━━━ Recorded information ━━━

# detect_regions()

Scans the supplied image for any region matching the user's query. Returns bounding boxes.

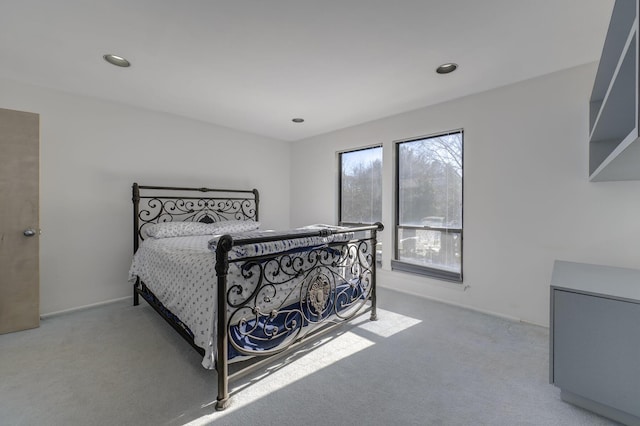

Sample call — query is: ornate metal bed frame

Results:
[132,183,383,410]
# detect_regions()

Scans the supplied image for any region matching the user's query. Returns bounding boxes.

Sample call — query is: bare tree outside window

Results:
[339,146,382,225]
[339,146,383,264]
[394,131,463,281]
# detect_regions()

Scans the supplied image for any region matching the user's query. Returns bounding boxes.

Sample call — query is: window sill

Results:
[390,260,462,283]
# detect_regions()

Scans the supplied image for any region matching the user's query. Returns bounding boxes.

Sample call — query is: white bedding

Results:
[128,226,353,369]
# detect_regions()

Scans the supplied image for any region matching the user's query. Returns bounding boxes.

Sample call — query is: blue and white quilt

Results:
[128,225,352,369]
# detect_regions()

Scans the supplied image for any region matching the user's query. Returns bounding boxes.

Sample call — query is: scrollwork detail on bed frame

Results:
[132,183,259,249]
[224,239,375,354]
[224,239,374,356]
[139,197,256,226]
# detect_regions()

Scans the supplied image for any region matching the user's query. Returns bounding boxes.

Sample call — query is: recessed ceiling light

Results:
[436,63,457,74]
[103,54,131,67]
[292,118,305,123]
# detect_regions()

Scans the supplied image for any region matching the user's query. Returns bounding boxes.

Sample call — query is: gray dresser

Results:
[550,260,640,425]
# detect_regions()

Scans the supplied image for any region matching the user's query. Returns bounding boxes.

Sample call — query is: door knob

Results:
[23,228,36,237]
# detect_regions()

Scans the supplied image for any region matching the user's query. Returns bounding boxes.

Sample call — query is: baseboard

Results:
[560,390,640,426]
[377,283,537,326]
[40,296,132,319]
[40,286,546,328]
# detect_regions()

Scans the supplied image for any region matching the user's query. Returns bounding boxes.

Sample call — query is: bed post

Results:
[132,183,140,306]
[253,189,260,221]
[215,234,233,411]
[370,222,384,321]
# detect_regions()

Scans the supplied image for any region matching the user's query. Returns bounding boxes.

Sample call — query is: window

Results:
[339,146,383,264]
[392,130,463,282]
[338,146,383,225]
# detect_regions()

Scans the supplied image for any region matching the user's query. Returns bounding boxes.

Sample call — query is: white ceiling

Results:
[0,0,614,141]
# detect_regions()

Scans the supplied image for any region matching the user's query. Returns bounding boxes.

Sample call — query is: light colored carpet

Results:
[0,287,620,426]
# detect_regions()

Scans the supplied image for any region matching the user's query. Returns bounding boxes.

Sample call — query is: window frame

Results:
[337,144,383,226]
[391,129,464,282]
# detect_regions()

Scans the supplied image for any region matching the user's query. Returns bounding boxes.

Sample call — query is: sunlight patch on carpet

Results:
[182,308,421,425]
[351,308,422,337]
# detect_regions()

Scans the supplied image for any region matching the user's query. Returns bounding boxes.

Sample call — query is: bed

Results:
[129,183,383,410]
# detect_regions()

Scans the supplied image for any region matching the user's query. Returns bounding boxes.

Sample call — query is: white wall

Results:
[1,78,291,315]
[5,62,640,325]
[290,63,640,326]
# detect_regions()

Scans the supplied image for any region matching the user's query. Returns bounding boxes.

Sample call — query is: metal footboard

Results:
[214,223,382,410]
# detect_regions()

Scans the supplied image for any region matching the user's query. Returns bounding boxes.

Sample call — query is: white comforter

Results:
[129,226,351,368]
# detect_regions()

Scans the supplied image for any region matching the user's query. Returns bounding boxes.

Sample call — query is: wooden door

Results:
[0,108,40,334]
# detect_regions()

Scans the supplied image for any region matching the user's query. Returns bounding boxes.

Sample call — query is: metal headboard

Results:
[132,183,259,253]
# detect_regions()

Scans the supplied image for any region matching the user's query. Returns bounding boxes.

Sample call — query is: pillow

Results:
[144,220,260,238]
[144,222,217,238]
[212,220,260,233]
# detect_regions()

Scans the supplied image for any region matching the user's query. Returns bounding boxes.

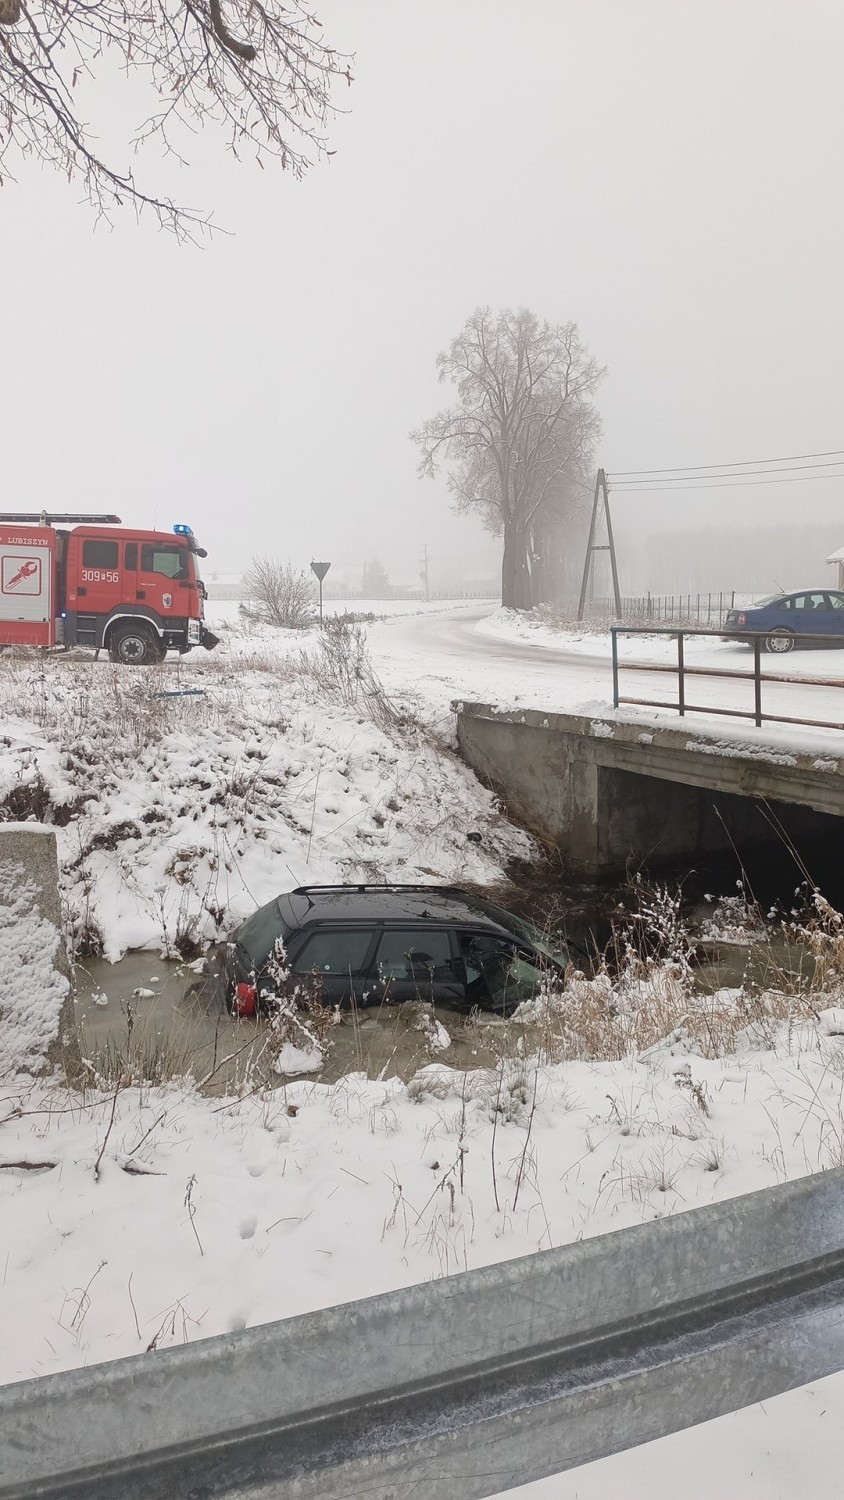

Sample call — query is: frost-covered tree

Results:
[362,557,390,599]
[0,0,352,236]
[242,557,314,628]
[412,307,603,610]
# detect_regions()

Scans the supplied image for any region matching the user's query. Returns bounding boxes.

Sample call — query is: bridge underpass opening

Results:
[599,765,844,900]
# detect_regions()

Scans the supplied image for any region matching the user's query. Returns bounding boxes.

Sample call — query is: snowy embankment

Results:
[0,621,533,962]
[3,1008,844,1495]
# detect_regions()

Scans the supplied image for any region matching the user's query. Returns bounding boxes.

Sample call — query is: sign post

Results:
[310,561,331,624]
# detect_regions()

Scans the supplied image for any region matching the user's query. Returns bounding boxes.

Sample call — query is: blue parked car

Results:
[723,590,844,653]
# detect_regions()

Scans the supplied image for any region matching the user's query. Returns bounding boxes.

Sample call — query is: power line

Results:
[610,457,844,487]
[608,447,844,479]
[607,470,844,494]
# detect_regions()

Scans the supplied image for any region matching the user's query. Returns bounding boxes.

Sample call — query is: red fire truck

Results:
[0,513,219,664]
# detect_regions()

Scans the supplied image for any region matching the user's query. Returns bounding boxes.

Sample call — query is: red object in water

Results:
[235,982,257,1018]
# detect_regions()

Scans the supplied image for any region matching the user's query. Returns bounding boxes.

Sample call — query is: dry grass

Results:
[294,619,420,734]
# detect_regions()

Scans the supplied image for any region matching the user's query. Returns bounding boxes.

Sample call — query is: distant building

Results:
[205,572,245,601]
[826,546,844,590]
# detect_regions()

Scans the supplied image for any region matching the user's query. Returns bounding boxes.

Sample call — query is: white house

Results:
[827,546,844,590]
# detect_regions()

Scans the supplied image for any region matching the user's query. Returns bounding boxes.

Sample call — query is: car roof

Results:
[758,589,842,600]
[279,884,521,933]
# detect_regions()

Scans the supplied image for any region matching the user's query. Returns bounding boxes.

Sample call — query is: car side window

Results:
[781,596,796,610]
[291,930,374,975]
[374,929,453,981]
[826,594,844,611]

━━━

To do: Only the pictures stay out; the rest of the entries above must be written out exactly.

Final answer:
# detect_regions()

Scans the supplied image for any region matching the user's query. Returns bounding boxes.


Sample call — query is: ornate metal bed frame

Results:
[132,183,383,410]
# detect_regions()

Scans the supplied image for any region matching the user's query. Returns bounding boxes.

Sample call — query is: bare tree outside window

Results:
[339,146,382,225]
[339,146,383,264]
[394,131,463,281]
# detect_regions()

Scans the supplied image for any region matching the user's query. Returns bounding boxes.

Sample call — query is: window sill

Results:
[390,260,462,283]
# detect_regions()

Scans the supplied image for any region matching the user's query. Returns bounding boxes.

Sample call — query is: white bedding

Results:
[128,226,353,369]
# detect_regions()

Scans the supplied image for any region matching the user's query. Returns bounding boxes.

Sample call — query is: blue and white quilt

Results:
[128,225,352,369]
# detect_regions()

Scans the supplied image for any region matching the user's query. Returns bounding boxes.

Sample call — query is: scrollwork detail on bed frame

Results:
[132,183,259,249]
[224,239,375,354]
[224,239,374,356]
[139,197,256,226]
# detect_regions()

Scans the supplied image for any region matching the user's query. Returns bounding boxes.

Sample call — query is: recessed ceiling light

Results:
[436,63,457,74]
[103,54,131,67]
[292,118,305,123]
# detect_regions()

Scans the supplied image for any region matching the user's query. Returns bounding boxes.

Sample call — query is: gray dresser

Results:
[550,260,640,425]
# detect_regions()

Scans the supplied image for any region matching the user's query. Returns bounding boxes.

Sample call — query is: door knob

Results:
[23,228,36,237]
# detect_regions()

Scans the supplied image for any region matching the user's query. Returns bounding boxes.

Sample call — query is: baseboard

Results:
[560,390,640,426]
[377,283,537,326]
[40,296,132,319]
[40,286,546,328]
# detect_regions()

Scans the supplied image for any region matching the user's query. Returns bounding boxes.

Sample call — query is: bed post

Results:
[132,183,140,306]
[253,189,260,221]
[215,234,233,411]
[370,222,384,321]
# detect_regions()

Scans the supplied image for any region matching the user's query. Returns bounding boxes.

Sample call — query is: window

Results:
[339,146,383,264]
[392,130,463,282]
[338,146,383,225]
# detect_regions()

Scans the supplied image for any region matching the user's query. Returns bounding boxes.

Sample call — query is: white ceiling

Results:
[0,0,614,141]
# detect_regions()

Scans the supplied image for any region matching the user's query. Returns bounding boxes.

Sample call — query is: light colored carpet

Results:
[0,287,620,426]
# detect_regions()

Scans the supplied image for any region matching the user's query. Returns bounding boxes.

Sample call — query is: window frame

Results:
[337,144,383,226]
[391,129,464,282]
# detect_regions()

Scans the supplied image for any region matching the user's query. Returns bounding boxes.

Sample call — query is: sunlight patch on carpet

Results:
[182,308,421,425]
[351,308,422,337]
# detect_regions()

Scans the supplied image for any region matching the user's query. Returns bounding boxes.

Sample call — query is: bed

Results:
[129,183,383,410]
# detect_regions()

Scans the supplied image for any region matching the user's query. Returns bounding boxes.

Sample call — query is: white wall

Results:
[1,78,291,315]
[5,62,640,325]
[290,63,640,326]
# detect_regions()

Scans the supplied image for any region matching the user's query. Returns bounding boxes.

Sample call — query is: metal footboard

Results:
[214,223,382,410]
# detect_regions()

Scans the supplied image for any region matching the user's query. Returns bounding boxes.

Sample call — query is: white comforter

Results:
[129,226,351,368]
# detect_regions()

Scans the supplied image for any region matching the user's query. Returns bounding boxes.

Sample call — query is: wooden door

Results:
[0,108,40,334]
# detect_regions()

Scans the supplied image for any region matching the user's query. Returns bounding boxes.

Sample call — query is: metal headboard

Results:
[132,183,259,253]
# detect_regions()

Scans the supplied image for any region matching the user's query. Returns bounding boxes.

Sample call — query is: pillow

Results:
[144,220,260,238]
[144,222,217,238]
[212,220,260,233]
# detect_regions()

Scans the supplied image for any region matching the user's query. Returns bounding boxes.


Sample call — query is: frost-covered tree

Results:
[362,557,390,599]
[0,0,352,236]
[242,557,314,628]
[412,307,603,610]
# detect_regions()

Scans the supplied image for any region matching the user's query. Returns bounding boxes.

Sample call — query is: bridge underpass opening

Results:
[599,765,844,900]
# detect_regions()

Scans the supplied image for any region matching the user's query. Returns bounding boxes.

Sample call — query is: snowy embankment

Results:
[0,621,533,962]
[3,1008,844,1495]
# detect_regions()

Scans the supplied image for any region matching the user's query. Returns bounding boxes.

Sample call — query is: sign post

Results:
[310,561,331,624]
# detect_regions()

Scans the supplied image for any region matching the user's query. Returns bounding boxes.

Sample call — query is: blue parked car

Results:
[723,590,844,653]
# detect_regions()

Scans the supplied image for any region matching the user's query. Returns bounding boxes.

Sample call — query is: power line

Results:
[610,457,844,487]
[608,447,844,479]
[607,470,844,494]
# detect_regions()

Scans the supplied image for any region matching the user's query. Returns bounding boxes.

Sample call — query is: red fire truck

Results:
[0,513,219,664]
# detect_regions()

Scans the supplied image for any region matching the user's query. Returns bounding boxes.

Sample call — query is: red object in water

Results:
[235,982,257,1018]
# detect_regions()

Scans the supplied image for any region matching the user's query. Returns bounding boxes.

Sample call — query is: dry grass

Results:
[294,619,420,734]
# detect_regions()

Scans the supplied image for any region matching the user's query. Returns bounding boxes.

Sample call — query is: distant building

Results:
[205,572,245,601]
[826,546,844,590]
# detect_regions()

Scans the supplied image for any region matching the user's query. Returns bounding boxes.

Sample call — query is: white house

Results:
[827,546,844,590]
# detect_regions()

Scans the supplied image for any region matching the user's query. Returns bounding boxes.

Sample call — query is: car roof

Results:
[758,589,842,600]
[279,884,521,933]
# detect_regions()

Scans the supplied image for any region matching the user's query. Returns bounding boxes.

Sample call — query is: car side window

Results:
[781,596,796,610]
[291,930,374,975]
[374,929,453,981]
[826,594,844,611]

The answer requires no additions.